◆ あなたの目標: この後に示すバイオベンチャーと製薬企業の提携に関する文章から、「2010年8月30日に発表さ」から「ECの株価は大きく上昇した。」までをすべて一字一句変えずに書き写すこと。

◆ 読解用の抜粋:
━━━

2010年に入ってからも提携に関するニュースが複数報じられている。3月にはアンジェスMGが塩野義製薬と核酸医薬の共同開発に関する基本合意書を締結。7月にはイミュノフロンティアが第一三共と治療用がんワクチンに関する独占的評価及び交渉に関する契約を締結。業務提携を進めることで、第一三共から資本参加を受けたことも発表した。8月にはUMNファーマがアステラス製薬とインフルエンザワクチンに関する共同開発及び独占的販売に関する契約を締結した。

提携が増加した理由は主に3つある。1つ目はバイオベンチャーにおける開発ステージの進展である。日本ではゲノムブームを背景に2000年前後に多くのバイオベンチャーが設立された。その後5~10年の開発期間を経て、例えば医薬品候補シーズの開発ステージを非臨床試験から臨床試験段階へ進めるなど、自社技術の優位性や付加価値を示すデータを蓄積し製薬企業との交渉力を高めた企業が増えている。

2つ目は製薬企業が外部からの技術導入を積極化していることである。大手製薬企業は2010年前後における大型医薬品の特許失効、いわゆる「2010年問題」を抱えている。これまで各社の売上を牽引してきた主力薬の特許が切れ、後発薬メーカーにより同じ有効成分を含む安価な後発医薬品が販売されれば、収益の悪化は免れない。これを補うため、多くの製薬企業が外部からの新薬シーズや技術の導入に活発に取り組んでいる。製薬企業の研究開発費は増加傾向にある一方、新薬の成功(上市)確率は低下傾向にある。加えて安全性などの承認審査は厳格化される方向に進んでいる。このような環境下において、外部からの新薬シーズや新技術の導入は開発コストの軽減や他社との製品差別化を図るうえで重要性が増している。

3つ目は周辺産業からの医療・ライフサイエンス領域への参入である。既存事業の伸び悩みなどを理由に収益多角化の一環として医療関連事業に注力する企業が出てきている。

2010年8月30日に発表された、富士フイルムによるジャパン・ティッシュ・エンジニアリング(以下、J-TEC)の約40億円の第三者割当増資の引き受けはこの3つ目のケースに相当する。発行期日は2010年10月29日で、これが実現すれば富士フイルムはJ-TECの発行株式の41.3%を所有する筆頭株主となる。提携効果への期待感から発表後J-TECの株価は大きく上昇した。

J-TECは1999年設立のベンチャー企業。組織工学技術を強みとし、自家培養表皮などの再生医療製品の研究開発を行う。2007年12月にジャスダック証券取引所NEO市場(※1)に株式を上場。同社が開発した自家培養表皮「ジェイス」は重症熱傷を適応として2007年10月に厚生労働省より製造承認を取得し、国内第一号の再生医療製品として注目を集めた。

━━━

◆ データセット抜粋:

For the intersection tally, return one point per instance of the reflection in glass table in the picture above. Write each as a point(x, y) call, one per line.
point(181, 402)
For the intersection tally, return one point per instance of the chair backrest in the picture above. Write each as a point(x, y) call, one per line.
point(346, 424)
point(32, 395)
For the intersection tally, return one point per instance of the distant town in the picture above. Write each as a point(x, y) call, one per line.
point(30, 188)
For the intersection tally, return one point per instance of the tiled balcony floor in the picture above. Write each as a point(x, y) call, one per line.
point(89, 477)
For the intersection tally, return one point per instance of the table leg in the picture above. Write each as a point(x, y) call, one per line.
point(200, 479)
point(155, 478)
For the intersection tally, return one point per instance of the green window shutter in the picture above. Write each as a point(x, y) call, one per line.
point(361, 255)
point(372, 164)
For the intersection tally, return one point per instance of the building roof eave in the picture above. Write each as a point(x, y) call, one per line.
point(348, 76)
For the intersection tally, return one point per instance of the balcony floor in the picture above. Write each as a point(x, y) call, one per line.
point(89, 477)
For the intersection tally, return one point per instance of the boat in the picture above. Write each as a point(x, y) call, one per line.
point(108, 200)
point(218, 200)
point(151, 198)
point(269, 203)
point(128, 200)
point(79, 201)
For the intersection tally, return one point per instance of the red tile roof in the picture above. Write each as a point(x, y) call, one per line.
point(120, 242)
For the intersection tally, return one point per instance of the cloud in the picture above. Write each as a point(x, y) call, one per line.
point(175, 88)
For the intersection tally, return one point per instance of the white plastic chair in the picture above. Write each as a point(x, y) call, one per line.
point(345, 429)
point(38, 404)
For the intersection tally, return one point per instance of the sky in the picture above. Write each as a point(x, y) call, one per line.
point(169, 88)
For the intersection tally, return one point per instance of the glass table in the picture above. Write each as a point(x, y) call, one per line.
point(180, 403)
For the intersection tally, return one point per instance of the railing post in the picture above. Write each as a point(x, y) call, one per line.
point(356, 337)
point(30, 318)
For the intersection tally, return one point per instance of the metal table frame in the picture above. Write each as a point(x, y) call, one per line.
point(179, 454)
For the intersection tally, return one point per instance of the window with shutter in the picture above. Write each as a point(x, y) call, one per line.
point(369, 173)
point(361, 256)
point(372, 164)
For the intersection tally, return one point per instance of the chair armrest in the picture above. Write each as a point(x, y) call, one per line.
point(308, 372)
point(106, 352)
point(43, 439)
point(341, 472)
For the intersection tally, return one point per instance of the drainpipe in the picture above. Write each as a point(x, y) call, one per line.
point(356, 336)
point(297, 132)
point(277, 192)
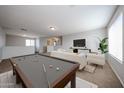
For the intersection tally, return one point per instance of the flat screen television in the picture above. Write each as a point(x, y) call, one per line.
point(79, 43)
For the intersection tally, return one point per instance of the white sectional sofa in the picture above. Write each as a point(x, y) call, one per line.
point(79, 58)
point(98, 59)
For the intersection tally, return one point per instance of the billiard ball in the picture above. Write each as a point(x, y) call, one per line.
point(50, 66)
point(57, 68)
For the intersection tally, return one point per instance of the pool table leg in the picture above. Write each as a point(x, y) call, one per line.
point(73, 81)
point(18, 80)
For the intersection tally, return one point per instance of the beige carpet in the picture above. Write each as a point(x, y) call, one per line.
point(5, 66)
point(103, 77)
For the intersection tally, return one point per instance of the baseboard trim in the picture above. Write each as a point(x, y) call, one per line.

━━━

◆ 課題への回答:
2010年8月30日に発表された、富士フイルムによるジャパン・ティッシュ・エンジニアリング(以下、J-TEC)の約40億円の第三者割当増資の引き受けはこの3つ目のケースに相当する。発行期日は2010年10月29日で、これが実現すれば富士フイルムはJ-TECの発行株式の41.3%を所有する筆頭株主となる。提携効果への期待感から発表後J-TECの株価は大きく上昇した。